Modernizing a Legacy Enterprise Platform: $2M Investment, $17M Renewal, and 100% YoY Growth

Lead Product Design and Research Strategist (Vision + Systems + IA)

Background

Smart Data is Mastercard’s enterprise SaaS platform for corporate expense management. I defined and led a 5-year design vision that modernized the platform and set the strategic foundation for growth.

Role

Key Outcomes

100% YoY growth in mobile MAU (1,000 → 4,000+)

125% increase in enterprise adoption (200 → 450 customers)

App rating improved from 2.8 → 4.2 across 100+ reviews

Secured $2M investment for the product vision

Contributed to a $17M renewal with platform improvements

Part I

Ecosystem Mapping > Research Framework > Legacy UX Review


Understanding the context

System Baseline Analysis

Mapping Constraints and Opportunities

Before defining the vision, I mapped the ecosystem to surface friction points, dependency risks, and manual-effort bottlenecks. These insights guided decisions around intelligence, automation, and integration.

Original Ecosystem

Fragmented, transactional system with limited intelligence, missing features, and high operational overhead

Evolved Ecosystem

Connected, intelligent ecosystem with guidance loops, robust functionality, and scalable automation

End-to-end Research Framework

Cross-functional, Iterative Research Program

I led the 3-phase research program, partnering with Product, Engineering, and Sales to align on user needs and business goals. The framework included continuous feedback loops to refine insights and validate assumptions throughout the process.

**Data shown**:
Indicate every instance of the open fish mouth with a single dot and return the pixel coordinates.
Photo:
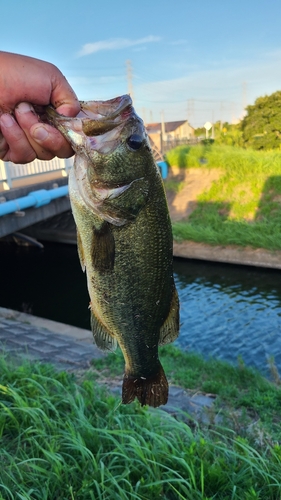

**To be done**:
Quote the full text of the case study on modernizing the Smart Data enterprise platform word for word, from its title through its final sentence.

**Finished task**:
Modernizing a Legacy Enterprise Platform: $2M Investment, $17M Renewal, and 100% YoY Growth

Lead Product Design and Research Strategist (Vision + Systems + IA)

Background

Smart Data is Mastercard’s enterprise SaaS platform for corporate expense management. I defined and led a 5-year design vision that modernized the platform and set the strategic foundation for growth.

Role

Key Outcomes

100% YoY growth in mobile MAU (1,000 → 4,000+)

125% increase in enterprise adoption (200 → 450 customers)

App rating improved from 2.8 → 4.2 across 100+ reviews

Secured $2M investment for the product vision

Contributed to a $17M renewal with platform improvements

Part I

Ecosystem Mapping > Research Framework > Legacy UX Review


Understanding the context

System Baseline Analysis

Mapping Constraints and Opportunities

Before defining the vision, I mapped the ecosystem to surface friction points, dependency risks, and manual-effort bottlenecks. These insights guided decisions around intelligence, automation, and integration.

Original Ecosystem

Fragmented, transactional system with limited intelligence, missing features, and high operational overhead

Evolved Ecosystem

Connected, intelligent ecosystem with guidance loops, robust functionality, and scalable automation

End-to-end Research Framework

Cross-functional, Iterative Research Program

I led the 3-phase research program, partnering with Product, Engineering, and Sales to align on user needs and business goals. The framework included continuous feedback loops to refine insights and validate assumptions throughout the process.